Ceux  que j’aime, ce sont ces jardinières de vocabulaire, ceux où l’ on écrit à partir d’inducteurs. Les mots fusent, les phrases succèdent aux mots. Nul besoin de se cacher derrière des lunettes de soleil si l’on a honte de ce que l’on écrit. Tout est accepté et la bienveillance est de rigueur. Pas de râteau pour les mêmes raisons : tout est accepté, l’humour en sus. Exemple, les épluchures de pommes de terre peuvent apparaître au centre d‘une composition florale ou dans le ventre d’une baleine : ce n’est pas grave. Ce qui compte, c’est de s’amuser, comme les gosses dans un jardin public que des vieux regardent avec attendrissement. Elle est déjà loin l’époque où c’était eux qui surveillaient leur marmaille  en ne se doutant pas que le temps filerait à toute allure et que peut être ils regretteraient cette époque surchargée de leur vie.

__Travail à faire__: Reprenez le texte sur l'écriture à partir d'inducteurs après sa dernière phrase et poursuivez-le.

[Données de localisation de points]

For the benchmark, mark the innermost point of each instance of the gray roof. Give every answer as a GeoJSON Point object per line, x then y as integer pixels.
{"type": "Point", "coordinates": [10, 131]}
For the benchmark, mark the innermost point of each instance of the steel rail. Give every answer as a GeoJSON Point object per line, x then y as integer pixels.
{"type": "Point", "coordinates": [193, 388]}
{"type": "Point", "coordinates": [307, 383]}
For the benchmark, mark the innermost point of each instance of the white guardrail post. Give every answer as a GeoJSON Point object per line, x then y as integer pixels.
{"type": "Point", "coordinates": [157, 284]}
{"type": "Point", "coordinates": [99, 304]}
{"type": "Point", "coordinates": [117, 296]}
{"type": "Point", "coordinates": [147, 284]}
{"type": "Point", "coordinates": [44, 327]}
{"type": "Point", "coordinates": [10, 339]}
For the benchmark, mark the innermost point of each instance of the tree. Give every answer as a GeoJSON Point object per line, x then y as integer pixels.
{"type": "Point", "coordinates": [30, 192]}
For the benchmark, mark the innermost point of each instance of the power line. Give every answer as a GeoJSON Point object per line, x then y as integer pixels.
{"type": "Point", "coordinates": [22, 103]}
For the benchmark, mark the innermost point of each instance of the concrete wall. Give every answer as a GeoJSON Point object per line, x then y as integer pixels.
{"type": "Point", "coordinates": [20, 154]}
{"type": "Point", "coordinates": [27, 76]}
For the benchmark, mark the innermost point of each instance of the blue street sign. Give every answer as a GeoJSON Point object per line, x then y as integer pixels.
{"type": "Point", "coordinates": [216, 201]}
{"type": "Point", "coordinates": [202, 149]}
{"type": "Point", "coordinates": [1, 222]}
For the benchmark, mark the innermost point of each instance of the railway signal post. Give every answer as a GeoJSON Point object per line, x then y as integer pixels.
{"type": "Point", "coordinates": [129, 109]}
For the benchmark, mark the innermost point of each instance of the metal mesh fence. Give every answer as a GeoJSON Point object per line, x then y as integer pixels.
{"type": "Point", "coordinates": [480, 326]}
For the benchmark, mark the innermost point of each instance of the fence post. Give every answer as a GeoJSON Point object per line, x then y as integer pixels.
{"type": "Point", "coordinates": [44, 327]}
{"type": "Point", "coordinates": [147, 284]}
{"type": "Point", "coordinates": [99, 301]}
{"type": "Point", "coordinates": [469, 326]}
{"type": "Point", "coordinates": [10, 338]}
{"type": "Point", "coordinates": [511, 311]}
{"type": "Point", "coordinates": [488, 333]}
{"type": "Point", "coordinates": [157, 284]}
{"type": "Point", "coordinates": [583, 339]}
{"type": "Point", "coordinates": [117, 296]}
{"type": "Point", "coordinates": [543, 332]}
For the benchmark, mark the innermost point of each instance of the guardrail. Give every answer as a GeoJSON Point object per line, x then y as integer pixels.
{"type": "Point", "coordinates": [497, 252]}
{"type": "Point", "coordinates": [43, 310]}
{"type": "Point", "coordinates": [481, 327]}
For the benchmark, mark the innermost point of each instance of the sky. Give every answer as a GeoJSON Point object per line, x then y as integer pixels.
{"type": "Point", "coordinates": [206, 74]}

__Réponse proposée__:
Maintenant, ils ont le temps de se rendre à des ateliers, ces fameux ateliers d’écriture qui fleurissent en collection abondante alors qu’il y a quelques années personne ne savait de quoi il s’agissait ; les gens croyaient qu’Il s’agissait de calligraphie ou de rédaction. NON non, je le crie, il n’est question là que de s’amuser et de découvrir ce qui est produit. Et là c’est la surprise totale.